Yazıdan bölüm
▬▬▬▬▬▬▬▬▬▬
6 Mayıs 2025 Salı

EŞ ZAMANLILIK

 

Hıdır ve Hızır Aleyhisselamın harıl harıl çalıştığı sabahta, semaya yükselen dileklerin, yakarışların uğultusundan olsa gerek, beş buçukta uyandım. İşin aslı, sabah erken uyanmayı değil, sabahın kendisini çok seviyorum ben; sessizliği bölen kuş cıvıltılarını, serinini, tertemiz çiçek kokularını ve güne mavi bir filtreyle girişimizi.

Dün uzun zamandan sonra en güzel İstanbul günümdü. Koşmadan, kovalamadan, çirkinliğe ve telaşa yenilmeden sakince dolandım şehirde. Güzel olana açtım gözlerimi. Binaları, ağaçları, denizi seyrettim. Doya doya baktım şehrin yüzüne. Sanırım O da bu ani ziyaretimi sevmiş olmalı ki, eski günlerdeki gibi cömert ve görkemliydi.
▬▬▬▬▬▬▬▬▬▬
Yapılacak işler
1. Yukarıdaki “Eş Zamanlılık” yazısından "6 Mayıs 2025" ile başlayıp "cömert ve görkemliydi." ile biten kısmı harfi harfine yeniden yazın.
2. “Eş Zamanlılık” yazısındaki “Dün uzun zamandan sonra” diye başlayan paragrafı, ana bilgilerini koruyarak daha kısa hâle getirin.
3. Yukarıdaki “Eş Zamanlılık” yazısının devamını getirin. Son cümleden sonrasını yazın.
▬▬▬▬▬▬▬▬▬▬
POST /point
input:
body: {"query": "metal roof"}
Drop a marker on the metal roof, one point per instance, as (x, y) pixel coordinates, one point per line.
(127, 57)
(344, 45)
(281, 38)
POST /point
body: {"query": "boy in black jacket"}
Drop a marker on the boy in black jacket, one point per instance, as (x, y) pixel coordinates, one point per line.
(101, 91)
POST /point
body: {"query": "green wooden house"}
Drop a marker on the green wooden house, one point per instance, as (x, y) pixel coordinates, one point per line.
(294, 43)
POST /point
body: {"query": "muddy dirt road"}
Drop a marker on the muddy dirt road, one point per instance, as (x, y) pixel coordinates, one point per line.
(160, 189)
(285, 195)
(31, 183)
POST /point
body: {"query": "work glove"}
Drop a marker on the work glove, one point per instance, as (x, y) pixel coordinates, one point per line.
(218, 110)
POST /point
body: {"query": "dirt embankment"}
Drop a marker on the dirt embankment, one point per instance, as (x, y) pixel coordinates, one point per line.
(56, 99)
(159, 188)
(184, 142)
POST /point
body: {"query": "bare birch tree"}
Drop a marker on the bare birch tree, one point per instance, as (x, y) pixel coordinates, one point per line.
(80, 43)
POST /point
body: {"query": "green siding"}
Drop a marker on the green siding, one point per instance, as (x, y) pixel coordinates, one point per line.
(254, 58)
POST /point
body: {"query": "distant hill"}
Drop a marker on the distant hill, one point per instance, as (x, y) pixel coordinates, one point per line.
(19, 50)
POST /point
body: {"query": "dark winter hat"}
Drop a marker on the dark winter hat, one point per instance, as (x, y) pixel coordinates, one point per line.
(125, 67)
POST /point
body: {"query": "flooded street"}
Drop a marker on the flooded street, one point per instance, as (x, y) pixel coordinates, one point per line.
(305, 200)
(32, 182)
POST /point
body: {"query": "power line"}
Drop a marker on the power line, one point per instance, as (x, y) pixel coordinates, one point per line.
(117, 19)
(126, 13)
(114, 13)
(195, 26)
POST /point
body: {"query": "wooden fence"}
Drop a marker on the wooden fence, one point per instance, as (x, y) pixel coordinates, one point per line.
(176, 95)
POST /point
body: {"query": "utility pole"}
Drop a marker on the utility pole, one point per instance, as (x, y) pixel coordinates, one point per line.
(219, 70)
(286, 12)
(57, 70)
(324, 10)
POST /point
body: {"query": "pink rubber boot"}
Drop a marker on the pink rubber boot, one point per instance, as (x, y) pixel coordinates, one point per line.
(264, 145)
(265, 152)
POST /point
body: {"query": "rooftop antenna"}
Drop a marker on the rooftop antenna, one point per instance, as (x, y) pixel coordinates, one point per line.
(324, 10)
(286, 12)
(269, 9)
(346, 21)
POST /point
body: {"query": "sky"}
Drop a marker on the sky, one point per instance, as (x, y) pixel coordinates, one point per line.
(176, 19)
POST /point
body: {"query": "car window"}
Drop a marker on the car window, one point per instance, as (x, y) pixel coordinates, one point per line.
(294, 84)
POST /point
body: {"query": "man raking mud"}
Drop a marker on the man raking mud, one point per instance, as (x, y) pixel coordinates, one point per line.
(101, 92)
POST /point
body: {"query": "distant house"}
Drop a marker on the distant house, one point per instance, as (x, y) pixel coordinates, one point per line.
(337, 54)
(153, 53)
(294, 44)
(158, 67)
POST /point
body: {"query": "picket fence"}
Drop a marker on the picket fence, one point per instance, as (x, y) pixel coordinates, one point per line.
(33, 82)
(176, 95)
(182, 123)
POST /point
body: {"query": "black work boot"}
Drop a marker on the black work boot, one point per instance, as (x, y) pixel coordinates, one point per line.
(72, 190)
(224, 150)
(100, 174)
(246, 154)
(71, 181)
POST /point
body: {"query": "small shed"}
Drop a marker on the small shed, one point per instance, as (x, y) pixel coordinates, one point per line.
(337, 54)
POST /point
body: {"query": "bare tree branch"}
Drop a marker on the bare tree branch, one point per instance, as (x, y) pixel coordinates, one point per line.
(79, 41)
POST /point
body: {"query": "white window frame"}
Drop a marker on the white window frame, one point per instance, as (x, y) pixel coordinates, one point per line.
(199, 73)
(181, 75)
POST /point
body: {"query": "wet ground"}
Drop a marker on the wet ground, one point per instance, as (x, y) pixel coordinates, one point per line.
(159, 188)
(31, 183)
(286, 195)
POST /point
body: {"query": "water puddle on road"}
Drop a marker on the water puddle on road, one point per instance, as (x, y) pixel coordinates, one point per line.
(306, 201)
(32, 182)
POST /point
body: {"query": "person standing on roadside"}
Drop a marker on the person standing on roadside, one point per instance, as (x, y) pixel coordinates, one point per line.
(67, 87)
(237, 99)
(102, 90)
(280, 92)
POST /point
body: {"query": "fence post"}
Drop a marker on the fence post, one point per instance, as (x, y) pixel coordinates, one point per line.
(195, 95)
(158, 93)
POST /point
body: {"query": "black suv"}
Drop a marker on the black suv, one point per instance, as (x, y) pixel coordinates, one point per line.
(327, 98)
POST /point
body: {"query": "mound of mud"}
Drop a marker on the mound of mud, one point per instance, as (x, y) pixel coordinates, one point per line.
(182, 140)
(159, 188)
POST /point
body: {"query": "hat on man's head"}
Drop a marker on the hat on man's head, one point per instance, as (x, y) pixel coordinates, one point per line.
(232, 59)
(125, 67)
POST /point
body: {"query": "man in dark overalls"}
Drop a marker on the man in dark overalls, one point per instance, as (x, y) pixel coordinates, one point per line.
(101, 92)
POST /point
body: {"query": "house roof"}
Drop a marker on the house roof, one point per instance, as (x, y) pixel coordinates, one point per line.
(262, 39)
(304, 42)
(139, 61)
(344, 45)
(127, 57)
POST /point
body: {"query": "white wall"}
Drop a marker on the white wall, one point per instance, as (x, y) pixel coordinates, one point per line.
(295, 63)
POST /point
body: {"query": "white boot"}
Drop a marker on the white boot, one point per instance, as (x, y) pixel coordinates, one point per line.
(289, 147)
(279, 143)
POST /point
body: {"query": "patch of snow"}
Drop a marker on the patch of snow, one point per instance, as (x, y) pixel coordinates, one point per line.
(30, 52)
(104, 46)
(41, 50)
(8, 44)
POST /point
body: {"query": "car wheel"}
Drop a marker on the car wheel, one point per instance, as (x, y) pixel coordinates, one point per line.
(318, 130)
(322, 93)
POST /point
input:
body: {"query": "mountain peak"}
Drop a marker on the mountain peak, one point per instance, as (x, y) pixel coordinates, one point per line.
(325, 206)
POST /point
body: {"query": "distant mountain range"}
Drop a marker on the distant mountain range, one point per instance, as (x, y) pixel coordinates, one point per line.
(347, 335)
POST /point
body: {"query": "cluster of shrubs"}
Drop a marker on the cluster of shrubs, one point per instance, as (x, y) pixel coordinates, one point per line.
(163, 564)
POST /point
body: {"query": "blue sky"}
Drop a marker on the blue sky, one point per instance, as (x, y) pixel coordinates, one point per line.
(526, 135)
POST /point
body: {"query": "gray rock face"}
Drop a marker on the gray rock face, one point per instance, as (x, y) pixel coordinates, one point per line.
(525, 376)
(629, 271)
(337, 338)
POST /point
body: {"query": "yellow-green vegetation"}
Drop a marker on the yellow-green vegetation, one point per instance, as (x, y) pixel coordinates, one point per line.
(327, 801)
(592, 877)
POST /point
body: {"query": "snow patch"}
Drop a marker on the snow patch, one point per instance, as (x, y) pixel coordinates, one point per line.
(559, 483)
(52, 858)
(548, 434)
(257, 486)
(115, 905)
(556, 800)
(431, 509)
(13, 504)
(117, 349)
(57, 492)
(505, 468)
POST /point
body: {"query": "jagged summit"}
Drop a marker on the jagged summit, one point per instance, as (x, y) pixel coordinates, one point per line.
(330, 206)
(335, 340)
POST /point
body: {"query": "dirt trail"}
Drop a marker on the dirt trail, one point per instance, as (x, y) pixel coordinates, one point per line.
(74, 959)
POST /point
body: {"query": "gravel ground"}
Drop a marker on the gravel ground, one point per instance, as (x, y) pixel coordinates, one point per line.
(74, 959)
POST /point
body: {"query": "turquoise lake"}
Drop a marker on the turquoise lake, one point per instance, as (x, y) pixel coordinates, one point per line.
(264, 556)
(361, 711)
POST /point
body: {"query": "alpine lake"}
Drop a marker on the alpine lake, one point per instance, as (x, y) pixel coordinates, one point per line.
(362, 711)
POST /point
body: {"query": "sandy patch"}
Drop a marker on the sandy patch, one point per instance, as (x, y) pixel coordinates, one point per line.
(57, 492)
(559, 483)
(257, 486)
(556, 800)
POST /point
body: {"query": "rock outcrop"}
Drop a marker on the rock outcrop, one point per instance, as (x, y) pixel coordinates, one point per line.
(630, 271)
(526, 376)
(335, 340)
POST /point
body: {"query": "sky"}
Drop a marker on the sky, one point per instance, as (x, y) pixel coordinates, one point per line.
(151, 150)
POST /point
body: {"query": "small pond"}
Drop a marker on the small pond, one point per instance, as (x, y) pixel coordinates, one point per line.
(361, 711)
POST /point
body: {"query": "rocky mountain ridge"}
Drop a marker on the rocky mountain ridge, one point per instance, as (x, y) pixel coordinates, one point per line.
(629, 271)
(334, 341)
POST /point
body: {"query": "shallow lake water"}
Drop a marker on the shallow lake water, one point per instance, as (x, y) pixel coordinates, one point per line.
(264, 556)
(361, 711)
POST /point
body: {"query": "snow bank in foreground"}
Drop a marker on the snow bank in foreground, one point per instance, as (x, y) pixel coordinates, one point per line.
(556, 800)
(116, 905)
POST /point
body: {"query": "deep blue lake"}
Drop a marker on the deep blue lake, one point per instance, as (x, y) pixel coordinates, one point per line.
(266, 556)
▬▬▬▬▬▬▬▬▬▬
Görev cevapları
1.
6 Mayıs 2025 Salı

EŞ ZAMANLILIK

 

Hıdır ve Hızır Aleyhisselamın harıl harıl çalıştığı sabahta, semaya yükselen dileklerin, yakarışların uğultusundan olsa gerek, beş buçukta uyandım. İşin aslı, sabah erken uyanmayı değil, sabahın kendisini çok seviyorum ben; sessizliği bölen kuş cıvıltılarını, serinini, tertemiz çiçek kokularını ve güne mavi bir filtreyle girişimizi.

Dün uzun zamandan sonra en güzel İstanbul günümdü. Koşmadan, kovalamadan, çirkinliğe ve telaşa yenilmeden sakince dolandım şehirde. Güzel olana açtım gözlerimi. Binaları, ağaçları, denizi seyrettim. Doya doya baktım şehrin yüzüne. Sanırım O da bu ani ziyaretimi sevmiş olmalı ki, eski günlerdeki gibi cömert ve görkemliydi.

2. Dün, uzun zamandır yaşadığım en güzel İstanbul günüydü. Telaşa kapılmadan şehri sakince dolaştım; binaları, ağaçları ve denizi doya doya seyrettim. Şehir de bu ani ziyareti sevmiş olmalı ki eski günlerdeki gibi cömert ve görkemliydi.

3.
Tevazu İstanbul'u anlatmaz çoğu zaman. Kendince merhametli tarafları olsa da başına gelen onca şeye rağmen en fazla kibirsiz diyebiliriz onun için. Kibirsiz ama vakurdur. 

Zaten yedi tepeli bir şehrin hangi tepesini eğseniz, bir diğeri ayakta kalmaz mı?

Özlemişim çarşıyı, Nuruosmaniye çınarlarını, denizin kokusunu. Bir zamanlar sıradan eylemlerin arasında ayrıcalıklı bir yeri olan vapur sefalarımızın yıllar öncesinde kalmış olması ne tuhaf...

Ama deniz, deniz seksen öncesindeki gibi kokuyordu. Sanırım en çok bu koku mutlu etti beni.

Eş zamanlılık mı? Bir mektupla gelen ölü dalgaydı. Şimdi yeni birgün:)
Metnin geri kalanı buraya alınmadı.